[What is expected]
In the listing below, the line containing "of the **blue" marks the end; copy exactly every line from the first through that one.

[Available data]
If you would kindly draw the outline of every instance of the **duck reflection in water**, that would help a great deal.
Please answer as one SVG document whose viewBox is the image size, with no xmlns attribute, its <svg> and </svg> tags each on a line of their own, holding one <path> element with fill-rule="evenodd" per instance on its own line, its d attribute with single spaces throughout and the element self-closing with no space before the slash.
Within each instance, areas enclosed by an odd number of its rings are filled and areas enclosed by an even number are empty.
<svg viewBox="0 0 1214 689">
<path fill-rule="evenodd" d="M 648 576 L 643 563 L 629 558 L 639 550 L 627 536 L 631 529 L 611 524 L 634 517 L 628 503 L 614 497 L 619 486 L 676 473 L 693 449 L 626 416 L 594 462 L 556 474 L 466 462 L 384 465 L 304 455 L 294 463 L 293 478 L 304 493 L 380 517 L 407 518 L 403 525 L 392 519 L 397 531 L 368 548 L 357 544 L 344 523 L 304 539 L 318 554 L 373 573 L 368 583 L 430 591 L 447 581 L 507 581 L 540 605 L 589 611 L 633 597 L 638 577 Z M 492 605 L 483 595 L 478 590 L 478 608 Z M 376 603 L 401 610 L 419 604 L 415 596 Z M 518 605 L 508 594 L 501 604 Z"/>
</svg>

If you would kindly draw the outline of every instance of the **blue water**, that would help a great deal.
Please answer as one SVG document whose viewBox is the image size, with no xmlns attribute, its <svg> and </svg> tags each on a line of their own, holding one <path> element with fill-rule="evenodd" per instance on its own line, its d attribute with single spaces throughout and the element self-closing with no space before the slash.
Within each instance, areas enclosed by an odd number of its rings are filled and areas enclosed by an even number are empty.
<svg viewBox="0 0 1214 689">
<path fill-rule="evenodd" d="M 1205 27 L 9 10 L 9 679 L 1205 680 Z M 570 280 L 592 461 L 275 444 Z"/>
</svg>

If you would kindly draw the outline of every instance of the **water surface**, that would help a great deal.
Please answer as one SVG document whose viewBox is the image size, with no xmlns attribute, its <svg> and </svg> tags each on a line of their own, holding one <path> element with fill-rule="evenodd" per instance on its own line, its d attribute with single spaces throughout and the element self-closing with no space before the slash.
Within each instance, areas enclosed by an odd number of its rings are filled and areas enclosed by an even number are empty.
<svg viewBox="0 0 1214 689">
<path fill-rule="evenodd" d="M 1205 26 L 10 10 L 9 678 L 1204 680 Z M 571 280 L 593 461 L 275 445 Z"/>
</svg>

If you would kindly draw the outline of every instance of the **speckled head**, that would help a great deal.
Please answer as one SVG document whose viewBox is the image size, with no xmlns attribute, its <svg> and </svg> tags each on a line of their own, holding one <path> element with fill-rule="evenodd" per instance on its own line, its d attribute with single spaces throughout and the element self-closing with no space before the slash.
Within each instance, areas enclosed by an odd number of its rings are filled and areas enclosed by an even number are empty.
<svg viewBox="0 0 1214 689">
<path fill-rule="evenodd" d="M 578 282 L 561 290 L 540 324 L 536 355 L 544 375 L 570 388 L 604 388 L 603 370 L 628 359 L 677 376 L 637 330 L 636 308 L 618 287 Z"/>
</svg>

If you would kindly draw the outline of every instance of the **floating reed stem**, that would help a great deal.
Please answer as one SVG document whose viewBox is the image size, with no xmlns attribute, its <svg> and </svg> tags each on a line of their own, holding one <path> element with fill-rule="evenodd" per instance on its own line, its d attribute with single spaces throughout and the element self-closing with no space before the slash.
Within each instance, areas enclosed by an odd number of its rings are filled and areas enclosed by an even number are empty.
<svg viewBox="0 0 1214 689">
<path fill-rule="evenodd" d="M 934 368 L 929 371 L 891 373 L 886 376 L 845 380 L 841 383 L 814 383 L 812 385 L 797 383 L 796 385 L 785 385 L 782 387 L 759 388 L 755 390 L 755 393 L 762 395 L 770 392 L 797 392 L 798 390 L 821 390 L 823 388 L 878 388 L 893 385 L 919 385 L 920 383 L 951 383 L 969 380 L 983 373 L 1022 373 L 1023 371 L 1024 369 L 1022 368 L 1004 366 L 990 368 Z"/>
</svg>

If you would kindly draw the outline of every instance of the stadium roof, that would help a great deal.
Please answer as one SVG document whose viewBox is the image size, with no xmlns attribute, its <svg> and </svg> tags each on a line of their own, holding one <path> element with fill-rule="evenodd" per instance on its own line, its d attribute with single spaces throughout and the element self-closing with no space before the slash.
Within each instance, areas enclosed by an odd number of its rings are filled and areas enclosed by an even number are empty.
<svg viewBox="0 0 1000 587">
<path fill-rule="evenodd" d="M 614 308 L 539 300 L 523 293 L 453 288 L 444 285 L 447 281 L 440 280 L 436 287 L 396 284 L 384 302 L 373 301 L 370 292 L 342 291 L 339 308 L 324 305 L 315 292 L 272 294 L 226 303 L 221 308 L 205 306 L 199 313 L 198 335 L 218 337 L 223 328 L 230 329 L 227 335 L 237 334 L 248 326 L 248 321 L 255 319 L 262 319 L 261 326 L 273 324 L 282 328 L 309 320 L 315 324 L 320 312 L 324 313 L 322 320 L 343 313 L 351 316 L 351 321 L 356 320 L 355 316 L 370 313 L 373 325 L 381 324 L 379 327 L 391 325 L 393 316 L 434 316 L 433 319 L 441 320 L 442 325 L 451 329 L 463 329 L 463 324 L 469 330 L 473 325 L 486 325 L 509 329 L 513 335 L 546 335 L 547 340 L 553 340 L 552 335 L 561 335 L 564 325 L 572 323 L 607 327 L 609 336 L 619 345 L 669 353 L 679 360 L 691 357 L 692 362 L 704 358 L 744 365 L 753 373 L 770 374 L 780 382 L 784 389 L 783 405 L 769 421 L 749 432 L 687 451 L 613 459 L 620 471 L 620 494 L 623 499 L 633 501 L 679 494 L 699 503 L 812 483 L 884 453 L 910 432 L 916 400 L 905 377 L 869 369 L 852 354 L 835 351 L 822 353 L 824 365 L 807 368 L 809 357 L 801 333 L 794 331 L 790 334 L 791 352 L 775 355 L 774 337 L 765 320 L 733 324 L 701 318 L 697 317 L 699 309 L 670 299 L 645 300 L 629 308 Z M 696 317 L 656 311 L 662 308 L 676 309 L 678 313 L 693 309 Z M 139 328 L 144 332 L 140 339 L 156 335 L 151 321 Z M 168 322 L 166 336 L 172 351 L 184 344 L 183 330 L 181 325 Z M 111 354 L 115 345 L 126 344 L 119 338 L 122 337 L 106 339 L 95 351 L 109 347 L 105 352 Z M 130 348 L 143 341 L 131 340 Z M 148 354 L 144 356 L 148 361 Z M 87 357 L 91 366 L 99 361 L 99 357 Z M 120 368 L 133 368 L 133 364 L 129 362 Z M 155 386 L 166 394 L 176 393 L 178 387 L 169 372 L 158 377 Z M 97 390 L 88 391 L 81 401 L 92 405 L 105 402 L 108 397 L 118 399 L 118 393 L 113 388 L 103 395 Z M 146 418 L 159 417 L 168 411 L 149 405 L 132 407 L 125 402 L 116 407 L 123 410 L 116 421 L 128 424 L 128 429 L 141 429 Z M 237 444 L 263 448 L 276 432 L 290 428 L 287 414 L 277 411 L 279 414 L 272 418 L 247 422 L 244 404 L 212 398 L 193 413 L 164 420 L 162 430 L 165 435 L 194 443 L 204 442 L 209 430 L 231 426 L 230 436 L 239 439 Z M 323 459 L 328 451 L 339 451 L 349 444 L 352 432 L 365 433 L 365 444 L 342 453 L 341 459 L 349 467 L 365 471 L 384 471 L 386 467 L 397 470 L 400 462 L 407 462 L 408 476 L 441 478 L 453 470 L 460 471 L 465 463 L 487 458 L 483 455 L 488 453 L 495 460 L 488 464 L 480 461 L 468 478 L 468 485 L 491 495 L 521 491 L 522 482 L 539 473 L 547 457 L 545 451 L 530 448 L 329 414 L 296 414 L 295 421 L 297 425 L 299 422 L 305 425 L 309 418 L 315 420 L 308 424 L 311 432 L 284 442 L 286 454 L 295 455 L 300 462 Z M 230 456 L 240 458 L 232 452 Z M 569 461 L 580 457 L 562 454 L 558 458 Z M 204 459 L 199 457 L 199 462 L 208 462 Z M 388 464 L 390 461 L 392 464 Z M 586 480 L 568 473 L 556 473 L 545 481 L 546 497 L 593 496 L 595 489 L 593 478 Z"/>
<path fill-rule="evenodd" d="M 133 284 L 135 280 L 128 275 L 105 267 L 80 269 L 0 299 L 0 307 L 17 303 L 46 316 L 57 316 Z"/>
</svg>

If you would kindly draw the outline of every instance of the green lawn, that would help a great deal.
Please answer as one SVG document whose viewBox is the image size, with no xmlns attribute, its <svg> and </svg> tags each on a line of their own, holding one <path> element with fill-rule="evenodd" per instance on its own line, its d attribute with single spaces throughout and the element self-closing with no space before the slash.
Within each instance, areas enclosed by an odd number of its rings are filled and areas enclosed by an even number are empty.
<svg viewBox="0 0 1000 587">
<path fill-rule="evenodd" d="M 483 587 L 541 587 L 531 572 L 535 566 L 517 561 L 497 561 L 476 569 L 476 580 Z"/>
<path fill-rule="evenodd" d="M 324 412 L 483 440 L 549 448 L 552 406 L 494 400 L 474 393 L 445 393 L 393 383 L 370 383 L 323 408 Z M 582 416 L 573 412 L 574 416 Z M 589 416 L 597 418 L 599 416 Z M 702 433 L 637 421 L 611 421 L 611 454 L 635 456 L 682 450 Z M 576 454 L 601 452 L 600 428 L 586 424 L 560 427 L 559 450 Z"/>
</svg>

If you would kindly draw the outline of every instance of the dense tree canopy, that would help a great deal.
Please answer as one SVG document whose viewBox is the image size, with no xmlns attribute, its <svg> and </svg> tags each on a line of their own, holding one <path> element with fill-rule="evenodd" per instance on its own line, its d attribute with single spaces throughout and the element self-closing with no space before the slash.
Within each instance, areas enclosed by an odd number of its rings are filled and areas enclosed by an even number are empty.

[Task result]
If you would kindly draw the outline of every instance of the **duck reflection in water**, that would help a great deal.
Please answer as one SVG document whose viewBox is the image size, with no xmlns attribute, its <svg> and </svg> tags each on a line of their own, holding one <path> element with fill-rule="evenodd" per instance on its own line, its d attribute with single spaces throughout and the element self-closing with no space before the slash.
Within each instance, areas enclosed by an odd number of its rings are filled and areas enclosed by an even number are empty.
<svg viewBox="0 0 1214 689">
<path fill-rule="evenodd" d="M 648 576 L 643 563 L 629 558 L 639 550 L 627 536 L 631 529 L 611 524 L 634 517 L 628 503 L 614 497 L 619 486 L 676 473 L 693 449 L 626 416 L 594 462 L 556 474 L 466 462 L 384 465 L 304 455 L 294 463 L 293 478 L 304 493 L 380 517 L 407 518 L 403 525 L 392 519 L 397 531 L 368 548 L 357 544 L 344 523 L 304 539 L 318 554 L 373 573 L 368 583 L 430 591 L 447 581 L 507 581 L 540 605 L 589 611 L 633 597 L 638 577 Z M 492 605 L 483 595 L 478 590 L 478 608 Z M 376 603 L 401 610 L 419 604 L 415 596 Z M 518 605 L 508 594 L 501 604 Z"/>
</svg>

If you would kindly draw the outline of every instance of the **blue water**, that would help a great deal.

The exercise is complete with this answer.